*DIRECTIONS FOR THIS TASK*
Return only this: the line with "of the dense" and all the lines that follow it below, through the final one, exactly as they are.

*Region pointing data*
'''

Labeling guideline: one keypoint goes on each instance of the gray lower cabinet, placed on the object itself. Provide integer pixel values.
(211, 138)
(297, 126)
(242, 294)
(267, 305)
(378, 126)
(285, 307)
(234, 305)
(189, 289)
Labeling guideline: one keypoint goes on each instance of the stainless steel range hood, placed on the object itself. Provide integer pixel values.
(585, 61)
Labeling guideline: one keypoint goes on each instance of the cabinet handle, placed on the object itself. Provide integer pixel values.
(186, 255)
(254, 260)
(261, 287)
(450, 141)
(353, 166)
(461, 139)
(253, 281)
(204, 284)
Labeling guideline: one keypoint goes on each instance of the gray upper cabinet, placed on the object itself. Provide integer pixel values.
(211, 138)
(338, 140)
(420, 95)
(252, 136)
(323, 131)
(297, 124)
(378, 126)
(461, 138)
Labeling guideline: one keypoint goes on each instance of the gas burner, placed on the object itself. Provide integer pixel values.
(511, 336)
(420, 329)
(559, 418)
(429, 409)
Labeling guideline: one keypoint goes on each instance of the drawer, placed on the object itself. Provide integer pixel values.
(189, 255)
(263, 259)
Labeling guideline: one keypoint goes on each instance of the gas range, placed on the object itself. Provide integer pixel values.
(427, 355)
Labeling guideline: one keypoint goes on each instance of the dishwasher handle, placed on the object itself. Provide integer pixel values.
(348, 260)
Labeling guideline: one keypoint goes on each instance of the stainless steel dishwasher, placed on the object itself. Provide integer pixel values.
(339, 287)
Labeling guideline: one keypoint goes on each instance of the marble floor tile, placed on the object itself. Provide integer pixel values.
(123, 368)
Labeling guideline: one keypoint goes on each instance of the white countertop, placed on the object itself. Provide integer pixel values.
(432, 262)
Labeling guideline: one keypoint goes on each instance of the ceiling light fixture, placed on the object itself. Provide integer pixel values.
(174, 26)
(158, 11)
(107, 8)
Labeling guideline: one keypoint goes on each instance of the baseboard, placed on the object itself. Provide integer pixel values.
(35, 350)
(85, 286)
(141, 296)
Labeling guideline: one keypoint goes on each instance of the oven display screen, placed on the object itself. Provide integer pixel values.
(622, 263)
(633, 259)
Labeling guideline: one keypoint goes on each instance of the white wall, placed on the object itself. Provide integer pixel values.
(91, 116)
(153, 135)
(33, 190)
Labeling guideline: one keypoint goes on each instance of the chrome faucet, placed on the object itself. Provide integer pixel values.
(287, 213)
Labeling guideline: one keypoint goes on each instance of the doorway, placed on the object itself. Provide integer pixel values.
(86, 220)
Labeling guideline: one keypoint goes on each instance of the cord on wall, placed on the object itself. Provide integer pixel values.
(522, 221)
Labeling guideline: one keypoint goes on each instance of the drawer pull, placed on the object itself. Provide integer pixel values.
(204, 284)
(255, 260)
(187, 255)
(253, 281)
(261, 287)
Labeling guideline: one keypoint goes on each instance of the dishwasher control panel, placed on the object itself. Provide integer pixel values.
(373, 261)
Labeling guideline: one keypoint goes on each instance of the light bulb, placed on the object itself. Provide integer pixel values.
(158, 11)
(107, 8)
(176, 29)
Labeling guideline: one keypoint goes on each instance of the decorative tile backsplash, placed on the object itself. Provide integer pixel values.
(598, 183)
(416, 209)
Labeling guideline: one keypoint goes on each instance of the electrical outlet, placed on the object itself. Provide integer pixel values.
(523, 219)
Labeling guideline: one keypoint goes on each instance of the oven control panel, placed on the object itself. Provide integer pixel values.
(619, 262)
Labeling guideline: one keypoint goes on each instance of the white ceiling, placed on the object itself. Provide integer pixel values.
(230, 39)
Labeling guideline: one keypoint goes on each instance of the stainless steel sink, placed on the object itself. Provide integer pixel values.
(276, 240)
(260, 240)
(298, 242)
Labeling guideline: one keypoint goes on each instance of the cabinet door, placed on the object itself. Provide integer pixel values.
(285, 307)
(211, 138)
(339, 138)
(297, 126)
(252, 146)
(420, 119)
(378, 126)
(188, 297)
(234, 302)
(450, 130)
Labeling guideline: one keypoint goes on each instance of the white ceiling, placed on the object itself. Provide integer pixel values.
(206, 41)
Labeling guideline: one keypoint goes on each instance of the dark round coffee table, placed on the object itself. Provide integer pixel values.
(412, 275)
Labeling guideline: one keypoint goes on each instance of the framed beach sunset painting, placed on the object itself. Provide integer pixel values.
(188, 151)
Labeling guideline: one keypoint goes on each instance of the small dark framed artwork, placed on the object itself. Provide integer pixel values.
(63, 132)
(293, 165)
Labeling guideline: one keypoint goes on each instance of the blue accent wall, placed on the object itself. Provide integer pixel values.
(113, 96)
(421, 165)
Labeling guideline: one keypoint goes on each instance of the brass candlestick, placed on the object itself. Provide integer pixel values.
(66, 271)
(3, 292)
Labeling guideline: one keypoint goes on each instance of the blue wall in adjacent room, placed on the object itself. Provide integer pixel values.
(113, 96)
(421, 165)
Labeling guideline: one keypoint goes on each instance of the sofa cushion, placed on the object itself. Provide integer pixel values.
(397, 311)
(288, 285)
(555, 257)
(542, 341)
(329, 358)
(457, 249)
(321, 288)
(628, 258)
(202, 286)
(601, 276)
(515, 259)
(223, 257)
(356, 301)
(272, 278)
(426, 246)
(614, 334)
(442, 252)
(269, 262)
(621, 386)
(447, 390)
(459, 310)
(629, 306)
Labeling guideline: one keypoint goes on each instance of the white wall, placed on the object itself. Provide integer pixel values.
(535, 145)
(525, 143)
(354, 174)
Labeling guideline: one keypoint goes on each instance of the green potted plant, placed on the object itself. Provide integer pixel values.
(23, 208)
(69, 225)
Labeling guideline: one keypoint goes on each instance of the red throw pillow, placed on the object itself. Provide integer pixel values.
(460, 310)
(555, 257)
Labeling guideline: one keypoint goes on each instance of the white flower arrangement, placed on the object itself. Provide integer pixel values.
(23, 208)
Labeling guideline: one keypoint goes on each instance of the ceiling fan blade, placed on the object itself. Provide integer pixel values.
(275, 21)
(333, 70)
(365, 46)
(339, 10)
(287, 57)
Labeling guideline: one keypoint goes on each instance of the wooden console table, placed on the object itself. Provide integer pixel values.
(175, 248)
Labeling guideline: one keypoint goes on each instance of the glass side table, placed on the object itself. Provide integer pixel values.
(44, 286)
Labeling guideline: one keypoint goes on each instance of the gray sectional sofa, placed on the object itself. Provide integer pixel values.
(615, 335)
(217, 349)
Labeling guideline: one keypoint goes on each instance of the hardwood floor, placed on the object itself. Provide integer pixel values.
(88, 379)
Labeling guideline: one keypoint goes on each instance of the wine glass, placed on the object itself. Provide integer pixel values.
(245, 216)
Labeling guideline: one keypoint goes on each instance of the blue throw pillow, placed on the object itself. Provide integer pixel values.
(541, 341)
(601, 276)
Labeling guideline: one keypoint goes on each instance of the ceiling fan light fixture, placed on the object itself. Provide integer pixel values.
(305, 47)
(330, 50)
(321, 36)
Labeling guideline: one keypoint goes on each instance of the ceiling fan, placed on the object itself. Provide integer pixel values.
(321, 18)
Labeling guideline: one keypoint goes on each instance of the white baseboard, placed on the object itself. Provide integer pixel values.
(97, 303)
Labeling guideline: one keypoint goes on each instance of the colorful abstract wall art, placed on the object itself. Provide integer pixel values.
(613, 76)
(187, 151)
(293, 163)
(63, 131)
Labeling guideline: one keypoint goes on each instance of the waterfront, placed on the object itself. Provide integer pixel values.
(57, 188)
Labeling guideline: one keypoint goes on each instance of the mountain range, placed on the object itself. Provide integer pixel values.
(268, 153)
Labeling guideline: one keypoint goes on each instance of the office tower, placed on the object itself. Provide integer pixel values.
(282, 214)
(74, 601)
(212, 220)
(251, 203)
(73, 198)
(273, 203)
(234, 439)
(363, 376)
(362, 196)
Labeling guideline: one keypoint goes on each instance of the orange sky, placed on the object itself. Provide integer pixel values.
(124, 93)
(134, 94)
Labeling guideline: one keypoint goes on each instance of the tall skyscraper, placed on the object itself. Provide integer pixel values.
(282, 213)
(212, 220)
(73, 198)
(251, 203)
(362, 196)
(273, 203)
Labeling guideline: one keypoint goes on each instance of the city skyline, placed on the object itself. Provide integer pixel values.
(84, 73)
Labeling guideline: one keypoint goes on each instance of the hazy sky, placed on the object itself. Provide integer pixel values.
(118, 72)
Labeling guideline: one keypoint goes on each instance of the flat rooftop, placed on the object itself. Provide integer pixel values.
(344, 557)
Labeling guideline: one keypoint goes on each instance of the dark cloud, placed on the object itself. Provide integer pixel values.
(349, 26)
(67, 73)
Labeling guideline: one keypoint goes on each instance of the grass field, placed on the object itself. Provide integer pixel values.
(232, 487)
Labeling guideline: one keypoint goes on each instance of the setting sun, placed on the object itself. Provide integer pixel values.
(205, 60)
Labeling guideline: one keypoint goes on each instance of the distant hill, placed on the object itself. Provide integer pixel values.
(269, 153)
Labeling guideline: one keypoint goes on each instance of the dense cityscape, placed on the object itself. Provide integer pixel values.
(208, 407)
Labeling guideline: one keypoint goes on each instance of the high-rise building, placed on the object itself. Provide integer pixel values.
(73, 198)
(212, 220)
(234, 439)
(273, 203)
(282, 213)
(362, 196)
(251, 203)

'''

*WRITTEN ANSWER*
Labeling guideline: one keypoint goes on each instance of the dense cityscape, placed on the object itself. Provide integer pixel values.
(208, 407)
Labeling guideline: one keypoint goes on each instance of the high-rise building, placed on the object itself. Provide integer pixel values.
(73, 198)
(212, 220)
(234, 439)
(273, 203)
(282, 213)
(362, 196)
(251, 203)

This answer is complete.